DIRECTIONS: Copy out everything in the material below, from the line containing "Where can you spot the green" down to the end of the material. Leave out the pictures.

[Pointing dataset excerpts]
::::::::::

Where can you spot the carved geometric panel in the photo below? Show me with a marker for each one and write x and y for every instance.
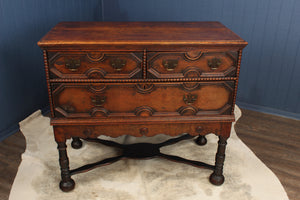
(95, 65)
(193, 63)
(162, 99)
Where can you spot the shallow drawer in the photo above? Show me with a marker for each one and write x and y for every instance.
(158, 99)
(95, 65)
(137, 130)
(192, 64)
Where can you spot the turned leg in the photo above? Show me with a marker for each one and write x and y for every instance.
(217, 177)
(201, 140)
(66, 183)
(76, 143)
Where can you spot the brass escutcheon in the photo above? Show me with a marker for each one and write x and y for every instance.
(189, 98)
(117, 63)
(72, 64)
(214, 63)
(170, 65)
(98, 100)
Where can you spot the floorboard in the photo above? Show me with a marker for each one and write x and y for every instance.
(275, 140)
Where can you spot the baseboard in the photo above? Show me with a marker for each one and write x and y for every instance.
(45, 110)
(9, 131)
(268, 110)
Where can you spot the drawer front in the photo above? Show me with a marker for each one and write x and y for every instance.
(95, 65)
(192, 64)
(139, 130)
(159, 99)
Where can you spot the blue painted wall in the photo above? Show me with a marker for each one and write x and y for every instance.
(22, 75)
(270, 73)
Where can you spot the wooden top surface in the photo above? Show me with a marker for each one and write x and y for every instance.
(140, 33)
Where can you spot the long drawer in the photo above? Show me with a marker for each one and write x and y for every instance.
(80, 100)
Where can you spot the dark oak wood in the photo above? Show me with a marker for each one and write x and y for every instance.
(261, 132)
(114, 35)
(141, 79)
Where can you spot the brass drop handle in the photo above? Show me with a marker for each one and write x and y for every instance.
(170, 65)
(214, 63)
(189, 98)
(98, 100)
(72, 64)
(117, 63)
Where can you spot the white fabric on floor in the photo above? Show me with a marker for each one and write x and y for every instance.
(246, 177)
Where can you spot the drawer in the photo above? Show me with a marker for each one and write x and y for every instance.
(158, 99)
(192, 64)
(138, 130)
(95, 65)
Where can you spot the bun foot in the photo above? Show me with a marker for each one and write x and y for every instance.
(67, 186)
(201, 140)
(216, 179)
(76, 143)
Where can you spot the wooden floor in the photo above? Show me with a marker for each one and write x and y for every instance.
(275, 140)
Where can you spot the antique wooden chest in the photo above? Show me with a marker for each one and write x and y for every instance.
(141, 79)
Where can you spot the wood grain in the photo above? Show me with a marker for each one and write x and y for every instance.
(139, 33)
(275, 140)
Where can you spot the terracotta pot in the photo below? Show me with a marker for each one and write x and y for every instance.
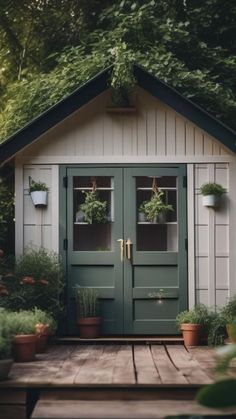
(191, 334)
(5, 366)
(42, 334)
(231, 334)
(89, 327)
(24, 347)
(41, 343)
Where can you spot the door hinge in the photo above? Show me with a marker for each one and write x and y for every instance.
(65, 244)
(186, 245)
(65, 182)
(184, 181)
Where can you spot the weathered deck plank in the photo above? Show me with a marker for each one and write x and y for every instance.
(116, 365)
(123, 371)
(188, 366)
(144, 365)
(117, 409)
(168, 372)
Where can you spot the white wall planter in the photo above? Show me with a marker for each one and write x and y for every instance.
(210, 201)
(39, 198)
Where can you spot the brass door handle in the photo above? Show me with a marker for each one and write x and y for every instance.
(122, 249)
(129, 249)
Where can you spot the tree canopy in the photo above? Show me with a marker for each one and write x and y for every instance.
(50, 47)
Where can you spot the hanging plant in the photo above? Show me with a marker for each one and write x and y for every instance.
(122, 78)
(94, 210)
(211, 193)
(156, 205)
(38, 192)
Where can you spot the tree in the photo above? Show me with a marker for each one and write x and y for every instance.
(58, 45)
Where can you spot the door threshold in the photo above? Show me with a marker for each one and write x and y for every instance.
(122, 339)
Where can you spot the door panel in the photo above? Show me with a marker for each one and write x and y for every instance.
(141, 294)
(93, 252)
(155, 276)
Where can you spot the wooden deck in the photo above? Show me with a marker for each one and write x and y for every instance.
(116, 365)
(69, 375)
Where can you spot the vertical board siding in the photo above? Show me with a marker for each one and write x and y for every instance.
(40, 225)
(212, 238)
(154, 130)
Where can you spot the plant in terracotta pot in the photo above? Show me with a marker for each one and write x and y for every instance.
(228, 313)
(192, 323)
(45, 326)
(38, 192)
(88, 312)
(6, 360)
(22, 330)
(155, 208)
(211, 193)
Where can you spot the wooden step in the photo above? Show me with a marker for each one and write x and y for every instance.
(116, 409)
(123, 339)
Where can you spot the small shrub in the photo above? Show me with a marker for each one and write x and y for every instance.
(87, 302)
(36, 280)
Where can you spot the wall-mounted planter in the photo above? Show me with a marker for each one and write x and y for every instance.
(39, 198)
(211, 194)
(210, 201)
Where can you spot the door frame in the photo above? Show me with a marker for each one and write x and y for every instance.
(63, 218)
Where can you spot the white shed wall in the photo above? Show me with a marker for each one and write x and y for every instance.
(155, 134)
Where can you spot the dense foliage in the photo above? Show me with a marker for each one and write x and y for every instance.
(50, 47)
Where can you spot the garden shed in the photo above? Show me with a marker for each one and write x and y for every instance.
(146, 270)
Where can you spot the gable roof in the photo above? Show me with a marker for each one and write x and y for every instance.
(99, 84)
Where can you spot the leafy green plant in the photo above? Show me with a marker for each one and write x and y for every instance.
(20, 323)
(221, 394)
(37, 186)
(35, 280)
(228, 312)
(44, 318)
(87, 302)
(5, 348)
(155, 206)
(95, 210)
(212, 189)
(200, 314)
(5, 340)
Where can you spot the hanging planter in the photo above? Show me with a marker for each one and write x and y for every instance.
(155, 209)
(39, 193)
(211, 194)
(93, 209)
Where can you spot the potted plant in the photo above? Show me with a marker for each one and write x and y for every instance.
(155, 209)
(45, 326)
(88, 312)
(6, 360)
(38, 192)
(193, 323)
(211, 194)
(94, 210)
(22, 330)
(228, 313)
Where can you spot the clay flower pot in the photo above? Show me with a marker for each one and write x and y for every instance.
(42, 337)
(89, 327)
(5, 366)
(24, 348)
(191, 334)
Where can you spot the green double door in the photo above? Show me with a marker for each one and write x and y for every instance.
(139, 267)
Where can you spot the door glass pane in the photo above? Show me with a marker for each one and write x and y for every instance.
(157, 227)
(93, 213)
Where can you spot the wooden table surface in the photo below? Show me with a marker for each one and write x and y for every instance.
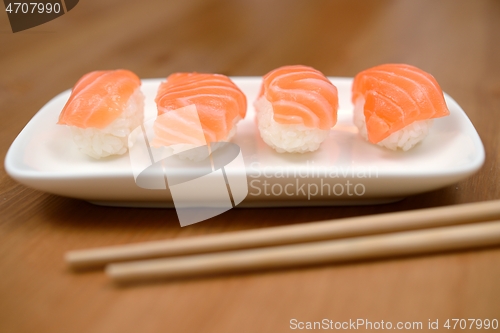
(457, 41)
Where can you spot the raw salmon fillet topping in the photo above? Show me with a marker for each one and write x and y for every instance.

::::::::::

REPLY TO THE TASK:
Where can you spot the green double door in the photo above? Show me with a marker for each one and write x and y for every instance.
(139, 267)
Where can you spot the door glass pane in the photo above? Show me with a marker for each one and write x and y for every instance.
(157, 227)
(93, 213)
Where can you spot the wooden table surface in the photo below? Show me with a marker for each one and write x and y for every instance.
(457, 41)
Where can you spot the raw salmon fillet topping in the photo above? Show me with a marker for each one and write x and y for every instance.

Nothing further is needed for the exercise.